» 実施する課題
**a)** インスタの発見タブについての文章を読み、次の問いに答えてください。
(i) 発見タブによって変わる前、筆者はインスタを1日に何回、何分ほど見ていたか。
(ii) 筆者にぴったりだったという本は、誰が買ってきたものか。
(iii) 2冊の本でともに紹介されていたのは、誰の何に関する論議か。
**b)** インスタの発見タブについての文章を、最後の文の後から再開して書き継いでください。

» 原文抜粋
☆ ☆ ☆ ☆
この発見タブにより、インスタとの付き合いが変わってしまった。
1日1回、20分ほど見ていただけだったのに、暇さえあれば見るようになってしまったのだ。
家事と家事のちょっとした隙間、仕事の休憩中、電車移動中、子供を迎えに行く前・・・。
隙間という隙間にインスタが挟み込まれる。
1つ投稿をみるとスワイプでどんどん関連する投稿が見れてしまう。
強制的に『好き』と繋がってしまうのも考えものだ。
別に『大好き』ではないからだ。
劇的に面白いわけでも、うーんと考えこませてしまうわけでもなく、別に見ても見なくてもどちらでのいい内容の投稿。
それでいてなんとなく感じる顔も知らない人と一緒に盛り上がっている感・・・!
この感じわかるだろうか?最近のインスタは承認欲求的な使われ方ではなく、なんか共感してみんなで同じ感情になるようなリール動画や、子育て漫画系が多いのだ。
かといって別にめちゃくちゃ盛り上がっているわけではない。
スマホをのぞき込む表情は変わらない。
それくらいの「ぬるさ」が結果、何度でもインスタを開かせているのだ。

暇と向き合えない私たち

そんなインスタ中毒の私にぴったりな、面白い本があった。
どちらも夫が買ってきたのだが今の私にベストヒットだった。

國分功一郎著/太田出版


谷川嘉浩著/‎ ディスカヴァー・トゥエンティワン

2冊ともに紹介されていたブレーズ・パスカルの気晴らしに関する論議が非常に面白かった、というか切れ味鋭すぎて「うぅっ」てなった。一部を抜粋して紹介。

"人間の不幸は、部屋でじっとしていられないがために起こる”

”退屈に耐えられないから気晴らしを求めているに過ぎないというのに、自分が追い求めるものも中に本当に幸福があると思い込んでいる”

その通りすぎる。
というか破壊力がありすぎて、
「あはは、やだなぁそんな、やめてよパスカルさん、そこまで言わなくてもさ、みんながんばってるんだから、たはは。」
☆ ☆ ☆ ☆
» 提供資料
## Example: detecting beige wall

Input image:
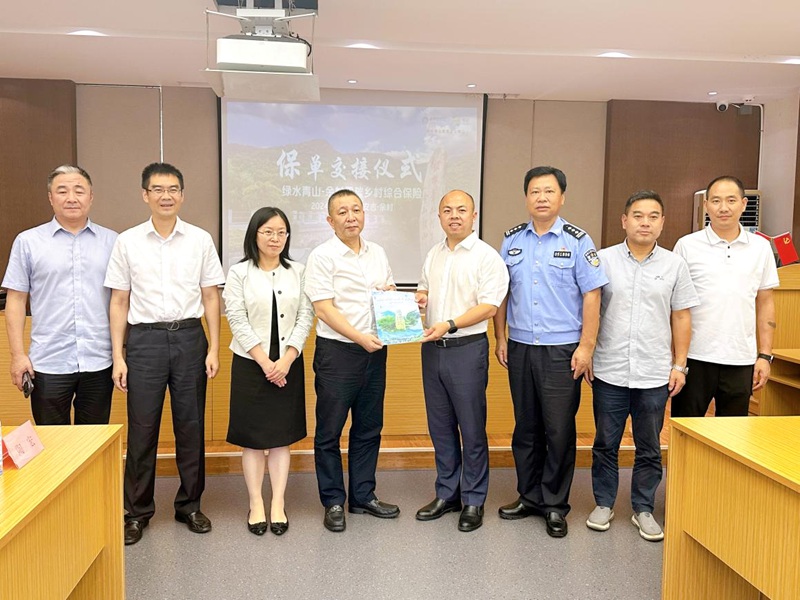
☆ ☆ ☆ ☆
» 各課題の結果
**a)**
(i) 筆者は1日1回、20分ほど見ていました。
(ii) 夫が買ってきたものです。
(iii) ブレーズ・パスカルの気晴らしに関する論議です。

**b)**
なんて愛想笑いして汗を拭きつつ、こいつきついこと言いやがって空気も読まんと。よっしゃ、甘い菓子でも食わせとこか。みたいな気持ちになってくる。

本の内容に戻ろう。
じっと自分の部屋にいると、内側から「退屈だ」「寂しいよ」という声に耳を傾けざるを得ない。
それはとてもしんどい作業だ。
だから何かに注意を分散させていたい。
だから人は昔から気晴らしのためにあれやこれやと手を尽くしてきた。
そして現代。
絶好の気晴らしアイテムとしてスマホが現れ、SNSが登場してしまったのだ。
頭を使わない程度で他者と繋がることをスマホ時代の哲学では「快楽的ダルさ」と表現している。その一節がこちら

抑うつ的快楽とは、<娯楽や刺激、おしゃべりで細かく時間を埋め合わせることで「快楽的なダルさ」に浸り「柔らかいこん睡状態」となり、一抹の安楽を得る>というメンタリティ(中略)
「何かが足りない」ち心のどこかで感じながらも、快不快を超えたところでしか欠如の感覚を埋められないことを理解しないまま、そうした安楽に走っている

スマホ時代の哲学P246

私はせっせとインスタを見ながら"柔らかな昏睡状態”に陥っていたという事実。確かにスマホを見続けるのはダルいが、そのぼーっとした現実の先送り感がSNSにはある。いや、SNSだけでなくオンラインゲームも同じことが言えるだろう。
我々は暇という現実を回避するために、思考を止めたのだ。

ひたすら『消費する』時間

暇と退屈の論理学では『浪費』と『消費』の違いについて述べられていて、すべてこれに当てはめるとわかりやすいんじゃないかと思ったので紹介したい。
浪費とは必要を超えて物を受け取ることであり、いつかは必ず満足するが、消費は決して満足せず、限界がないという。
なぜなら、消費の対象がモノではないからだ。
消費者が受け取っているのはモノを受け取るのではなく、そのモノに付与された概念や意味を消費する。だから消費は終わらないのだ、と。

詳しくは本を読んでほしいのだが、自分にとって何が『浪費(贅沢で満足する)』で何が『消費(せわしないが、満たされない)』かを分類する作業をしてみてほしい。多分自分のことがわかってきて楽しくなるはずだ。

私の場合完全にインスタは消費だった。
常に指先と目線を動かしせわしなくしているはずなのに、一向に満足しないからだ。いくらなんとなく盛り上がっている感(ウェーブ消費というらしい)が得られたとて、本物のお祭りやライブなどとは程遠い。
お祭りやライブは浪費で、”なんとなく当たり障りが良いように作られた”インスタでの盛り上がりは消費だ。
だからインスタを見れば見るほど、むしろ疎外感を覚えるようになる。
スマホによって注意は分散され、本来向き合うべきものと向き合っていないからだ。時間を消費するのではなく、浪費すべきだ。
では向き合うべきものとはいったい何なんだろう?

退屈に身をさらす

やっぱり私たちは退屈という感情から逃げてはいけないらしい。
スマホ時代の哲学によると退屈は自分を変えるシグナルだという。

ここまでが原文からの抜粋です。